START Records to process
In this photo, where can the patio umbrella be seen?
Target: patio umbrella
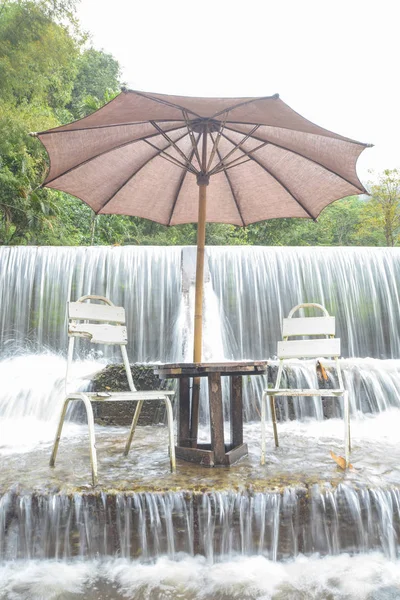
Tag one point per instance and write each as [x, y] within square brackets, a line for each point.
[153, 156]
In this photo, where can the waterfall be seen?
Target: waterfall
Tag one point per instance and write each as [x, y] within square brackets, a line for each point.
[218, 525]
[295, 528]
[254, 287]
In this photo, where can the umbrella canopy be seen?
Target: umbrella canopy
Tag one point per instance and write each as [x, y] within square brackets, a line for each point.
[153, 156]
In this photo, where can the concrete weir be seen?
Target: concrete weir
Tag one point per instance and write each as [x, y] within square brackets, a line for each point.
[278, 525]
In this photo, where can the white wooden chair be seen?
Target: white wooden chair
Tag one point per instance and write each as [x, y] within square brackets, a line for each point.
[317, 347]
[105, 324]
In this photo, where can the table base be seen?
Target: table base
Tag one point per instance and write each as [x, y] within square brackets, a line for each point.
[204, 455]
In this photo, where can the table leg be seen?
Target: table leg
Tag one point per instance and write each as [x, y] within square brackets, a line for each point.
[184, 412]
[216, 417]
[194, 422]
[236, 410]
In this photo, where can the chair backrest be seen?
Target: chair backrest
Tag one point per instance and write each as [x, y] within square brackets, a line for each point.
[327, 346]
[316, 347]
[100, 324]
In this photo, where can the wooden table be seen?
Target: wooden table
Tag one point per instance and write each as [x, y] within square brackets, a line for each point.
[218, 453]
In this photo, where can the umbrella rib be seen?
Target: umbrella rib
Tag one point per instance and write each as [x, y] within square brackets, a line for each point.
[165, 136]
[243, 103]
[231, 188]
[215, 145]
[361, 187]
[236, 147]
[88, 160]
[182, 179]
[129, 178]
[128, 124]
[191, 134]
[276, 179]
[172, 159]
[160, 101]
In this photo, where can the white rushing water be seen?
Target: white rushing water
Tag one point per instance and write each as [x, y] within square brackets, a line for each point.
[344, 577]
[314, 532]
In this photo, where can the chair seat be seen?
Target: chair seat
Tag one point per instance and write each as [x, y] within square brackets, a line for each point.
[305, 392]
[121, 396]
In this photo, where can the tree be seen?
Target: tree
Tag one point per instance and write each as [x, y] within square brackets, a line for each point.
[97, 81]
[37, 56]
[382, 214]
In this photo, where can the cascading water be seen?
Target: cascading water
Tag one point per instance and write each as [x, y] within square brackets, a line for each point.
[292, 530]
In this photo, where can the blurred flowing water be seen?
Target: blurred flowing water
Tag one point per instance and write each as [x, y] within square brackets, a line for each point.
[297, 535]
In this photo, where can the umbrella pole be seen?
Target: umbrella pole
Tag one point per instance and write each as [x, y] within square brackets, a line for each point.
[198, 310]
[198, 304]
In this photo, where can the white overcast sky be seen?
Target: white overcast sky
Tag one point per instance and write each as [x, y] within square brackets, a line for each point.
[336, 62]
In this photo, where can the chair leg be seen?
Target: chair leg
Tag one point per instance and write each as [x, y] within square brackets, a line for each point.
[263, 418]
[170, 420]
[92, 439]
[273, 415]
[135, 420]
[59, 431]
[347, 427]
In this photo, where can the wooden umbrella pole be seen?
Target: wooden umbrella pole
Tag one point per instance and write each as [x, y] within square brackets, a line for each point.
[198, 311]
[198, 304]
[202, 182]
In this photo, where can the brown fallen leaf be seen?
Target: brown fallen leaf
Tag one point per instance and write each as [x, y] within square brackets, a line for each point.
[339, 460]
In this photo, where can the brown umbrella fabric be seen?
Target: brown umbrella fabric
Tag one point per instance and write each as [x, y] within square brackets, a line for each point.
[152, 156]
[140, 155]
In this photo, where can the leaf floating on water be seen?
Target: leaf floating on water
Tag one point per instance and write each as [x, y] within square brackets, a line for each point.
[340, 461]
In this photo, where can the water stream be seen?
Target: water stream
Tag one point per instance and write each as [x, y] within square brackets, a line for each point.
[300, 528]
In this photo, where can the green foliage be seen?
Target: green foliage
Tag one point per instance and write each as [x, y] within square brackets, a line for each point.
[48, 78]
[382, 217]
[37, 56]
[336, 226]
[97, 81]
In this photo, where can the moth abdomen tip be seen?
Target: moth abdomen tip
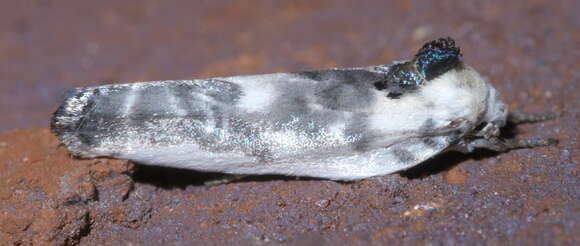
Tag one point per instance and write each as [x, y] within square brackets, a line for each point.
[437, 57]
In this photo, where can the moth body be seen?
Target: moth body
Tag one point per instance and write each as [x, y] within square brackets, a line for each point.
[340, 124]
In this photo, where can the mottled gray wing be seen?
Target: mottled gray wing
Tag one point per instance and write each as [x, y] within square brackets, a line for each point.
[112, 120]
END Records to process
START Records to process
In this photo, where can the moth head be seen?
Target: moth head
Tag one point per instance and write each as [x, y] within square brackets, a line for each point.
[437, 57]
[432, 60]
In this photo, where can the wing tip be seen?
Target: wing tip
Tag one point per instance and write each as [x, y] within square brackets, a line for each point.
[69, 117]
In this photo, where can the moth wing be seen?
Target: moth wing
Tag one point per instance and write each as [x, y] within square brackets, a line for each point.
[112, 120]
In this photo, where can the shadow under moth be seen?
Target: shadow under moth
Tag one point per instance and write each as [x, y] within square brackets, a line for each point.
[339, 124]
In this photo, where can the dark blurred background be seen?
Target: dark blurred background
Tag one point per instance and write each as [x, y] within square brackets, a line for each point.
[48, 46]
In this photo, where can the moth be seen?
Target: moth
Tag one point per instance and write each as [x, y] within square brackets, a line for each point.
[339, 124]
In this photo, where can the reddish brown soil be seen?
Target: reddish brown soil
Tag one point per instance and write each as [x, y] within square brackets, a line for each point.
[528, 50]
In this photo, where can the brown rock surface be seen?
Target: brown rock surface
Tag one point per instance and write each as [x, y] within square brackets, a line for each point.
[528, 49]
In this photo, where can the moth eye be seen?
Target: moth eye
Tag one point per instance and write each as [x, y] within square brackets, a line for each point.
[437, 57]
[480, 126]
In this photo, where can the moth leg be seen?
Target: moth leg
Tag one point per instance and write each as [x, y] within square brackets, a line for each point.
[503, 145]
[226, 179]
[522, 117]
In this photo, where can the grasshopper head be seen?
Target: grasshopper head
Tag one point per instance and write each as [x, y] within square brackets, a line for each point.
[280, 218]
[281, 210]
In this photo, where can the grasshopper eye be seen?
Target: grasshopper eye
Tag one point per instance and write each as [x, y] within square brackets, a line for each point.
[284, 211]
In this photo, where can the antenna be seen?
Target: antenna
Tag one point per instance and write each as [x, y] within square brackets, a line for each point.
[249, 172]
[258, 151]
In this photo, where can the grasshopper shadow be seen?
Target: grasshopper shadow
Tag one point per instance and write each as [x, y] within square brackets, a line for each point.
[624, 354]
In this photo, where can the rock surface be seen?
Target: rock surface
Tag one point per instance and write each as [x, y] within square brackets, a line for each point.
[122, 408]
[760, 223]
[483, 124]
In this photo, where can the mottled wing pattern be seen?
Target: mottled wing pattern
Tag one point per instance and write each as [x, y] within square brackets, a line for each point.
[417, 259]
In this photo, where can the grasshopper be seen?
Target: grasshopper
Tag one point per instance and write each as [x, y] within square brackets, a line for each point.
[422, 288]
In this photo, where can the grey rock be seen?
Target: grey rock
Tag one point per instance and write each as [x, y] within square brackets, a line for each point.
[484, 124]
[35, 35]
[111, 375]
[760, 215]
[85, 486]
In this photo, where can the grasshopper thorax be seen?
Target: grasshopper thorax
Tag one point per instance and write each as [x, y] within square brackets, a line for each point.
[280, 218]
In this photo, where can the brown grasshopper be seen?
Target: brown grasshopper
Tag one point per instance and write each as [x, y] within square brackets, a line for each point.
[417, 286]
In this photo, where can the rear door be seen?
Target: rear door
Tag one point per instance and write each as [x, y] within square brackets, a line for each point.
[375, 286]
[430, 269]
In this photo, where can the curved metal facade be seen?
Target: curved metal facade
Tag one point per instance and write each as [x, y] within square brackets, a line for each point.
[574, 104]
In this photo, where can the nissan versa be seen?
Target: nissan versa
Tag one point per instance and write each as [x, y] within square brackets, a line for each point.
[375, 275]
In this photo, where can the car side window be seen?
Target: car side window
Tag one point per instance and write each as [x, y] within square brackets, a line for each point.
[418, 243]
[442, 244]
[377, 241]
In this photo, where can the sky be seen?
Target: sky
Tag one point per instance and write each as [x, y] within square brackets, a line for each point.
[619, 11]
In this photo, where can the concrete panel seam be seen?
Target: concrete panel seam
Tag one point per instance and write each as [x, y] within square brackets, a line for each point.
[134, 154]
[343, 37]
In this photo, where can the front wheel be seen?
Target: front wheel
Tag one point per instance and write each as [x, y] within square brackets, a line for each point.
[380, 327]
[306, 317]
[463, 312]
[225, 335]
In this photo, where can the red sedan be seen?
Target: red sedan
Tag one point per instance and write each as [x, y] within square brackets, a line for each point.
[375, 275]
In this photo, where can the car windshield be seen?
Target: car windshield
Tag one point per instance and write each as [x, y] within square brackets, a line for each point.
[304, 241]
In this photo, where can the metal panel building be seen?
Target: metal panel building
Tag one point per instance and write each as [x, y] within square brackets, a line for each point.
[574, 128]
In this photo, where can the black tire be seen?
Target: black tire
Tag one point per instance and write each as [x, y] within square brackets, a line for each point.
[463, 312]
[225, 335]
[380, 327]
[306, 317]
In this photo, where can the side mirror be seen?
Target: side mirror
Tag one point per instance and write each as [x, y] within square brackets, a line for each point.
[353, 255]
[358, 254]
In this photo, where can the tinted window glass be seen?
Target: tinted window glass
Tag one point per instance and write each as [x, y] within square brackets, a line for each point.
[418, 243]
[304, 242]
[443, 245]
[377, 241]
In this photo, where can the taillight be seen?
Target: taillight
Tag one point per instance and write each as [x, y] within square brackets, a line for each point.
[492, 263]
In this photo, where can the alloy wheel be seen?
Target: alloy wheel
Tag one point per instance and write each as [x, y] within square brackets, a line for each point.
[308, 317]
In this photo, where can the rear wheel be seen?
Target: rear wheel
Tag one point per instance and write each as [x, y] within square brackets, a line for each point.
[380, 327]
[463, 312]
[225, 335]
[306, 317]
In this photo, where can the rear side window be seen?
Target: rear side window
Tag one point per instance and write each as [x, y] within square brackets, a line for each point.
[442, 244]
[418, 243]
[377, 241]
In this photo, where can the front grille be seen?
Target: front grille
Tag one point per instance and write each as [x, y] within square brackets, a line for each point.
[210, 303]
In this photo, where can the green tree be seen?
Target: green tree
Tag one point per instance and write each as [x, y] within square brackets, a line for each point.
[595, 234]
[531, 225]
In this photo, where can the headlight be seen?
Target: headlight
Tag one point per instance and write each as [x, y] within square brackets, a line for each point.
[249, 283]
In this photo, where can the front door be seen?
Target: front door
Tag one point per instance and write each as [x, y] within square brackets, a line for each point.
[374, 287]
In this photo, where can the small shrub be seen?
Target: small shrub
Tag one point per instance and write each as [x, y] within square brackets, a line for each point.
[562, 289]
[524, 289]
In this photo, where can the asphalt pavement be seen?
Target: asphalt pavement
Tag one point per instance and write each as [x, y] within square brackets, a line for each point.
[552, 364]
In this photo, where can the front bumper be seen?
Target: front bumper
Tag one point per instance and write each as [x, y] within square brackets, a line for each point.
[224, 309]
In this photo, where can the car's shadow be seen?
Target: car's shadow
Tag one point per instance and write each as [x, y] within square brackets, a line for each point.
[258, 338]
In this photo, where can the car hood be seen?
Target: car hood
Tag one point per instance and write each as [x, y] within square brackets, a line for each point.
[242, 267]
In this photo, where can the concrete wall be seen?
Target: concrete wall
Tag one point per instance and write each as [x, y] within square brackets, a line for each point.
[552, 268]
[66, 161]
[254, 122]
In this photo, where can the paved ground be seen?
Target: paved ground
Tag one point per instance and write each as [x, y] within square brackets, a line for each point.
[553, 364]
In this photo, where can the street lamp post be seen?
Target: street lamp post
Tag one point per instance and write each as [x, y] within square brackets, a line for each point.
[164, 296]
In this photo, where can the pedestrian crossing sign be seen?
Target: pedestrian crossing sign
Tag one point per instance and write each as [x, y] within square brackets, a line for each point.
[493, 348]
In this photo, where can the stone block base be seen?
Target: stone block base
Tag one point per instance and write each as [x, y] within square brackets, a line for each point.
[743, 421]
END Records to process
§ How to complete this task
Wherever a line contains the string "mottled", copy that line from the data.

§ Expected output
In this photo, where can the mottled gray wing be seen?
Target: mottled gray wing
In this photo, where can the mottled wing pattern be seen?
Target: mottled wing pattern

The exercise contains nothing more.